▶ **TEXT**
Center pathologists and students working toward degrees in the center’s graduate program will get free SPEAK OUT! & LOUD Crowd and teletherapy training. Students are supervised by licensed and certified speech-language pathologists.

In addition, the center will get speech therapy supplies and funding to run its own LOUD Crowd groups.

Some 90% of those living with Parkinson’s, a progressive neurodegenerative disorder, are at risk of a weakening voice, and serious speech and swallowing difficulties. Speech-language pathologists are trained to help patients improve their speaking voice so they can be more easily understood. Speech therapy also helps to maintain muscles of the face, mouth and throat that are important for swallowing as well as speaking.

More than 3,500 such pathologists have been trained through the SPEAK OUT! & LOUD Crowd program, PVP reports.

▶ **MATERIAL SHOWN**
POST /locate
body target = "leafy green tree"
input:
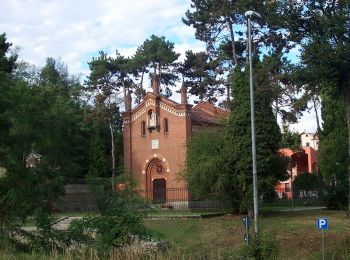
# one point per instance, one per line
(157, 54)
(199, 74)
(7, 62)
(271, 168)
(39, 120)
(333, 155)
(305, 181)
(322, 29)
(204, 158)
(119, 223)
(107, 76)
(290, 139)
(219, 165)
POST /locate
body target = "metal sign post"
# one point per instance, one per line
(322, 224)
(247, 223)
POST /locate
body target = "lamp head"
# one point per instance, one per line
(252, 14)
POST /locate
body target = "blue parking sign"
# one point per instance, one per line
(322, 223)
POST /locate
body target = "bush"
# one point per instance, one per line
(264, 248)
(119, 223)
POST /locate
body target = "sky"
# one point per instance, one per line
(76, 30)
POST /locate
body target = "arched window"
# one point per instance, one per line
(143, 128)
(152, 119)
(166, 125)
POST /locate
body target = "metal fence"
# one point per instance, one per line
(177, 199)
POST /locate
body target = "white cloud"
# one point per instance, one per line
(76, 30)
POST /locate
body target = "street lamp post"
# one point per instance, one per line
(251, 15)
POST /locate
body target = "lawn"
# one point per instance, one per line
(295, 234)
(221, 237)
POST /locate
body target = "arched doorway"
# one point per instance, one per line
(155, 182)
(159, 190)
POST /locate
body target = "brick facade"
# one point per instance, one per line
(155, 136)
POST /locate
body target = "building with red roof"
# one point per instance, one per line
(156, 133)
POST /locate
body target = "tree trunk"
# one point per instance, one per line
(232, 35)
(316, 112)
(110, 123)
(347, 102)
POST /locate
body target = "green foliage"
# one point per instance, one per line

▶ **TASKS FOR THIS EXERCISE**
#1 Reproduce the Parkinson's speech therapy passage word for word, everything from "Center pathologists and" down to "program, PVP reports.".
#2 Write what comes next in the Parkinson's speech therapy passage, picking up after its final sentence.

▶ **ANSWERS PROVIDED**
#1
Center pathologists and students working toward degrees in the center’s graduate program will get free SPEAK OUT! & LOUD Crowd and teletherapy training. Students are supervised by licensed and certified speech-language pathologists.

In addition, the center will get speech therapy supplies and funding to run its own LOUD Crowd groups.

Some 90% of those living with Parkinson’s, a progressive neurodegenerative disorder, are at risk of a weakening voice, and serious speech and swallowing difficulties. Speech-language pathologists are trained to help patients improve their speaking voice so they can be more easily understood. Speech therapy also helps to maintain muscles of the face, mouth and throat that are important for swallowing as well as speaking.

More than 3,500 such pathologists have been trained through the SPEAK OUT! & LOUD Crowd program, PVP reports.

#2
Its speech therapy program marries individual speech therapy with daily speech practice and ongoing group sessions. Individual sessions are a component of SPEAK OUT!, which uses speech, voice, and cognitive exercises to address some of the motor issues related to Parkinson’s. Group sessions are part of the LOUD Crowd, a voice maintenance program consisting of speech therapy groups and singing to promote and retain vocal strength.

Patients in the program, working with a speech language pathologist, go through series of speech, voice, and cognitive exercises outlined in a specialized workbook. By focusing on “speaking with intent,” SPEAK OUT! teaches people to move the act of speaking from an automatic function to one that is conscious and deliberate.